=== What the exercise asks ===
State, as one number, how many lines in these records hold "water".
══ Information given
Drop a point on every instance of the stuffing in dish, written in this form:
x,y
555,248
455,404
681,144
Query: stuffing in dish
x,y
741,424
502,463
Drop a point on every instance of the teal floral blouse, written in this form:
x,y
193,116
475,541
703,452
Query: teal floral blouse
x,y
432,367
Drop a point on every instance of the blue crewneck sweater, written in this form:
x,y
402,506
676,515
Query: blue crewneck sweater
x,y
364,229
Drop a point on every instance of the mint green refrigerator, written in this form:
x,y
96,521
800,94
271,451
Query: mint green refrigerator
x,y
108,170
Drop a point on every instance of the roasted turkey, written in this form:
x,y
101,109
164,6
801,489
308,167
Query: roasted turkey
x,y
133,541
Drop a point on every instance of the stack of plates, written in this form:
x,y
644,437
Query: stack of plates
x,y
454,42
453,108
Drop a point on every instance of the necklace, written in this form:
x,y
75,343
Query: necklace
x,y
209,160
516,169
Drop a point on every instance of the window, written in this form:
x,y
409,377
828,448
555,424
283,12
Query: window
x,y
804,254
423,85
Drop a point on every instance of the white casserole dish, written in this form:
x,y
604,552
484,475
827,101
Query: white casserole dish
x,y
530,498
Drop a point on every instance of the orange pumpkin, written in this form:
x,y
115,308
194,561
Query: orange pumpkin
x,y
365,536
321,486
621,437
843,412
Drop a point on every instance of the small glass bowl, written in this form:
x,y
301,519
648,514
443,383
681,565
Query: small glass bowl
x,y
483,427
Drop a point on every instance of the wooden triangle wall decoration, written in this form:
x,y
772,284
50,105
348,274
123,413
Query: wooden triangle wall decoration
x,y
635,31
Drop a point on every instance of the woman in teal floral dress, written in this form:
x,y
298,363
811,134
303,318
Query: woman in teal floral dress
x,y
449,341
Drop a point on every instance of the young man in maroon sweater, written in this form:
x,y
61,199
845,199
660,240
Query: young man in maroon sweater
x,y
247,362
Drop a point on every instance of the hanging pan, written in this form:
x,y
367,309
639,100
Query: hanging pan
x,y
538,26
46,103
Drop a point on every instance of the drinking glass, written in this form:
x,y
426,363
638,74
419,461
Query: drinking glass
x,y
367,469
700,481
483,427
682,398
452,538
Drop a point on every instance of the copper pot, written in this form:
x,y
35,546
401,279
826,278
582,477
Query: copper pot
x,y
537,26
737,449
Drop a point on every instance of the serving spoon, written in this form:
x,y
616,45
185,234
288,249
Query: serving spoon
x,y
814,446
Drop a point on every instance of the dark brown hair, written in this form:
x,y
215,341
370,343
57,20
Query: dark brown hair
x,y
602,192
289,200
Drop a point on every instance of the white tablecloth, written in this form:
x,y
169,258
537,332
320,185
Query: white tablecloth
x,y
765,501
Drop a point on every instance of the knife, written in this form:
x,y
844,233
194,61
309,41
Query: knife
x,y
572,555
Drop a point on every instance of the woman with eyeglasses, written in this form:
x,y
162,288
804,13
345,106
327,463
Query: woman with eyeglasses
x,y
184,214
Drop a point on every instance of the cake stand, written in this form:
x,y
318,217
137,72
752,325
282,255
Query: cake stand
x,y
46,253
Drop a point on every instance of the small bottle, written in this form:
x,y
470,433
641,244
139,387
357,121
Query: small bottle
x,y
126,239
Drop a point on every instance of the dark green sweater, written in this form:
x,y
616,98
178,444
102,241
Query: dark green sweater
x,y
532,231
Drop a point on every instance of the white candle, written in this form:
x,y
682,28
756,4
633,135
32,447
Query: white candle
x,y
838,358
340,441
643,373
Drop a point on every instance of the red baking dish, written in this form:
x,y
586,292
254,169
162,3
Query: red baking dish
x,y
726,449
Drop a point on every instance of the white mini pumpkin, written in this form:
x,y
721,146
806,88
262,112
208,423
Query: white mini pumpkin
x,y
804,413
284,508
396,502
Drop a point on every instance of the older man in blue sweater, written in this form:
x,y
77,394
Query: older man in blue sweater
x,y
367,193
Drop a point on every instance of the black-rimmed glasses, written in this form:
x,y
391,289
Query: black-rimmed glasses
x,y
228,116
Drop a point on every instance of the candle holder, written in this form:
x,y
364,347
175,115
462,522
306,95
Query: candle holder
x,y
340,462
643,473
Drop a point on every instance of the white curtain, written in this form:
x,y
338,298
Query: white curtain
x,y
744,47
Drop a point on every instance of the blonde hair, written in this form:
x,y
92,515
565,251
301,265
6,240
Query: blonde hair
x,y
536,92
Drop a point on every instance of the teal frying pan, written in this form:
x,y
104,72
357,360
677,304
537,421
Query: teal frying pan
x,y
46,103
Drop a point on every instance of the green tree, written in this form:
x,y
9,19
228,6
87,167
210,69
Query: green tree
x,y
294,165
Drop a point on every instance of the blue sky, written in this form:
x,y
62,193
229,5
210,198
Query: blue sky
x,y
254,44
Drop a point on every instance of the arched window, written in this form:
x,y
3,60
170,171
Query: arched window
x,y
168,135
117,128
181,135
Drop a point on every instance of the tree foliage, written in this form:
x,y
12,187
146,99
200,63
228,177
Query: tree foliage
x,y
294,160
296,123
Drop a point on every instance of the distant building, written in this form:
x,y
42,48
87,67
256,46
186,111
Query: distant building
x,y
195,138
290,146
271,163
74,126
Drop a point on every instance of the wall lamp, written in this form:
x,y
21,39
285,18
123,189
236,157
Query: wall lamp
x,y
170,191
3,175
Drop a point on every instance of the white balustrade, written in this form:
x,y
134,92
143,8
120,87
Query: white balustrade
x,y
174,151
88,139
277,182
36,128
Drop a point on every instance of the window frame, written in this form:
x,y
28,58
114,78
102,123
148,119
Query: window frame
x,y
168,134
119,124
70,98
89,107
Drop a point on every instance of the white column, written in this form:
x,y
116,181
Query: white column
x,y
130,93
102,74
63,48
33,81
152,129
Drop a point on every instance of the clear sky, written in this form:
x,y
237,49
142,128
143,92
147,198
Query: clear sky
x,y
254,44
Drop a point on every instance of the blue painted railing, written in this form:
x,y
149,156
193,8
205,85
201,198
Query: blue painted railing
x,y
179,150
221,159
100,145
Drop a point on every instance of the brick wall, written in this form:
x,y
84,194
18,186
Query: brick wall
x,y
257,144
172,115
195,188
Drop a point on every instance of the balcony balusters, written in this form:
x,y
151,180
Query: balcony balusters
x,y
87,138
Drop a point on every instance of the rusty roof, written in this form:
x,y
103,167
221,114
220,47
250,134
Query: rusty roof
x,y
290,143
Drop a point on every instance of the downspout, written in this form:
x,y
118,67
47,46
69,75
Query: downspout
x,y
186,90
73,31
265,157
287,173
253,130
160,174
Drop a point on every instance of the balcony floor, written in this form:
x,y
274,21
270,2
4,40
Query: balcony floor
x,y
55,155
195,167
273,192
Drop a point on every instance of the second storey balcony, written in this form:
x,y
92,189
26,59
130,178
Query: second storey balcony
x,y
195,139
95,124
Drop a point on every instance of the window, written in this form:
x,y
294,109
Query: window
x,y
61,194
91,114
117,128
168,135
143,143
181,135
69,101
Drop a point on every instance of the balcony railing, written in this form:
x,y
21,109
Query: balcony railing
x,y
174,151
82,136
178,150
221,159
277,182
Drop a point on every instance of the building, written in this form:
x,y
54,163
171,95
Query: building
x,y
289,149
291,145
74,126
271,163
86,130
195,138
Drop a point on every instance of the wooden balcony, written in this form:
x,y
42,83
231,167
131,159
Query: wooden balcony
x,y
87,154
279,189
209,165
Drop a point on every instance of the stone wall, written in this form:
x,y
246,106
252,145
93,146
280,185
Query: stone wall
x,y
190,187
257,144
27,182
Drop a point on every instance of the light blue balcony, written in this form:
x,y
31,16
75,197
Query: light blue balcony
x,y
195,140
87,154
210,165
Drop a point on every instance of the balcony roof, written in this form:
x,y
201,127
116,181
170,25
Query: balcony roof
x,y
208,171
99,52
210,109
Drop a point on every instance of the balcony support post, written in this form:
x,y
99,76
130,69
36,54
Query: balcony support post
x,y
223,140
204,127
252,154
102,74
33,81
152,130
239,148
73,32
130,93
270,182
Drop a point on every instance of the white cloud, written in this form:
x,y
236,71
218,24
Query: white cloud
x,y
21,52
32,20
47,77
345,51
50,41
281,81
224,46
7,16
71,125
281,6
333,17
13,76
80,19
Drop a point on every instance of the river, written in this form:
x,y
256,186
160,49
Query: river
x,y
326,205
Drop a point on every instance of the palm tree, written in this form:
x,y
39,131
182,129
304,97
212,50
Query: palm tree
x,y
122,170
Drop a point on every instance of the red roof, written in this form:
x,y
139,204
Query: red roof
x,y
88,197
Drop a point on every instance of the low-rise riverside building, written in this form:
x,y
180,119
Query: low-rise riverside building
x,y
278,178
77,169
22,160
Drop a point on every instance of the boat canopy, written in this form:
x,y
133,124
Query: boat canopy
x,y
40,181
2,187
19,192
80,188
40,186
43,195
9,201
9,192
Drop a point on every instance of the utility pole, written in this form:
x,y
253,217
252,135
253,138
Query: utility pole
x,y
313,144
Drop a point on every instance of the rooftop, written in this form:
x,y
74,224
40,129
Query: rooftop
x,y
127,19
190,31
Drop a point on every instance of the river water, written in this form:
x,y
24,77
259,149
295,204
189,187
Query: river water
════
=== Reply ===
2